**GIVEN PASSAGE**.
++++++++++++++++++++
For those interested in clinical diagnostics of genetic diseases, the ability to use the molecular information presented within our various genomic databases is somewhat limited. If you attempt to locate the common p.Q12X mutation within the NCBI Reference Sequence of the AMPD1 gene (which causes Adenosine Monophosphate Deaminase Deficiency), you will find that the 12th codon does not correspond to Glutamic Acid (the mutation, according to the current RefSeq gene (NM_000036.2), is actually p.Q45X) . For researchers and clinicians looking for SNP primers or probes for specific mutations, the lack of fidelity and congruency between reported mutations and the “curated” databases is more than a headache. I have personally spent hours chasing down one mutation only to remain uncertain as to whether or not I had located the proper nucleotide in the end.

What is the issue? Did the original researchers not properly locate the mutation? Is the Reference Sequence incorrect? What can be done to increase the ease with which we can not only locate a specific phenotype-associated variant, but determine the nucleotides immediately surrounding that locus as well?

Understanding the Genomic Databases

The National Center for Biotechnology Information (NCBI) provides an excellent summary of the differences between its two major databases: RefSeq and GenBank. The major distinction for those interested in clinical genetics is the fact that RefSeq is curated and GenBank is not. GenBank is essentially a public repository of all DNA sequences made available by researchers who are responsible for updating and maintaining their own submitted sequences. RefSeq is the database that attempts to provide one sequences as the “Reference Sequence,” usually determined by looking at the most common variants among the GenBank entries. RefSeq sequences are occasionally updated which is why it is always important to include the accession number of the gene when using the Reference Sequence.

RefSeq has greater utility because it provides linked records between the genomic DNA, the mRNA transcript (and cDNA record), and the translated protein. It would seem that locating a non-synonymous mutation should take just a few clicks.
++++++++++++++++++++
**RAW DATA**.
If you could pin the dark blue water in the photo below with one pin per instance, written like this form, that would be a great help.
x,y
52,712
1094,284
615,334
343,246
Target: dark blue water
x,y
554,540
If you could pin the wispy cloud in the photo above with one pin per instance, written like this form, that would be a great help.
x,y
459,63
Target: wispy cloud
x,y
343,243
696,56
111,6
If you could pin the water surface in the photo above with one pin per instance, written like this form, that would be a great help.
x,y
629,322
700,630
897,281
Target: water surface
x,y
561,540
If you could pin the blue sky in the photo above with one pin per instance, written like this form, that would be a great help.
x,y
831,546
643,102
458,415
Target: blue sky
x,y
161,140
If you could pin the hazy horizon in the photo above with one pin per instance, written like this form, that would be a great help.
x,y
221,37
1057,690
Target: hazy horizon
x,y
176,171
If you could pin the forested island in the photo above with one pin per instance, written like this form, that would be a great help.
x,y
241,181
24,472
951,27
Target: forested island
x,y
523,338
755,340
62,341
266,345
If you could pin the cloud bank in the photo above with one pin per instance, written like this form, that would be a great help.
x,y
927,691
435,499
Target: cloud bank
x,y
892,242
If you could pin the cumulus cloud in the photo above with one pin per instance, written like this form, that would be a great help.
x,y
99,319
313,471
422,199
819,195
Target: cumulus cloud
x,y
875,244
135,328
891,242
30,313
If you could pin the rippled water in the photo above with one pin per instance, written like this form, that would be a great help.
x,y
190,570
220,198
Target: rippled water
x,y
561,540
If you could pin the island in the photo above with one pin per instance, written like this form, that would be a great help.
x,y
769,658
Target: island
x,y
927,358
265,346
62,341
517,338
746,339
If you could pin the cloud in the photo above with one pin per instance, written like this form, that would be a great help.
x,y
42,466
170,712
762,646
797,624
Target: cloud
++++++++++++++++++++
**REQUIRED ACTIONS**.
1. Answer the following about the text on locating mutations in genomic databases, one line each.
(a) According to the current RefSeq gene NM_000036.2, what is the common p.Q12X mutation in AMPD1 actually designated?
(b) Which of the two major NCBI databases is curated?
(c) Between which three kinds of records does RefSeq provide links?
2. Continue the text on locating mutations in genomic databases, starting after its final sentence.

**ANSWERS FOR EACH ITEM**.
1.
(a) p.Q45X
(b) RefSeq
(c) The genomic DNA, the mRNA transcript (and cDNA record), and the translated protein

2.
An Arcane Nomenclature System

Okay, I admit, arcane is a bit harsh, but it is time to update our nomenclature system. The Human Genome Variation Society (HGVS) provides the guidelines that are currently considered the best practice in naming sequence variants. They rely on coding DNA (cDNA) and essentially number the cDNA beginning with 1 for the first Adenine in the initiation (ATG) codon. There are obvious drawbacks to using cDNA, the most important being lack of numerical assignments for intronic nucleotides.

More and more intronic mutations are being found to account for deleterious phenotypes. Yet, the original (deprecated) system for naming intron variants looks something like this: IVS3+22G>A (interpretation: the G 22 basepairs from the beginning of intron 3 is changed to an A). There always seems to be some ambiguity when I come across mutations described this way: we can also write IVS3-98G>A (the G 98 basepairs from the end of intron 3 is changed to an A).

More recently, it has been recommend to describe intronic mutations according to the closest possible cDNA location. Our mutation above might now be described as c.195+22G>A (cDNA nucleotide 195 is the last nucleotide found on exon 3 (which immediately precedes intron 3). Or, we might write it as c.196-98G>A.

Let’s be practical for a second. This is terrible indexing. If I want to find an intronic mutation, it will be indexed according to the cDNA record of the relevant gene. Fine, but if I search the cDNA for nucleotide 195, the intron is spliced out of the transcript, so I cannot locate the sequence of interest there. Instead, I have to take the last few base pairs from exon 3 of the cDNA transcript, open up the gDNA (genomic DNA) transcript, and search for these base pairs. Then, once I have discovered where this exon ends in the genomic DNA, I must count 22 base pairs forward to locate the nucleotide of interest (this will all be in vain if the mutation was reported incorrectly in the literature).

The lesson here: although the RefSeq genomic DNA is linked to the cDNA and the protein records, the actual nucleotides/codons/amino acids are not indexed together.

A Standardized Index: Making Sure Mutation Nomenclature is Static

The cDNA naming convention grew out of the fact that the ability to completely sequence genomic DNA for the major part of the 20th century was very limited. It made sense for mutations to be reported based on the cDNA because it reflected the two more easily obtainable (and more static) records of that time: the mRNA transcript and the protein sequence. However, now that the Human Genome Project has paved the way for easier sequencing, and we are constantly improving a standard Reference Sequence, it makes much more sense to name mutations in terms of their genomic DNA (gDNA) location.

As reported by Flicek et al., the Locus Reference Genomic (LRG) sequence format is being developed specifically for the purpose of accurately indexing genomic variants. The LRG will provide a static record for every gene of interest, and this record WILL NOT CHANGE. It may be annotated, etc., but in the interest of preserving reported mutations, the backbone sequence (and subsequent base pair numbers will not change).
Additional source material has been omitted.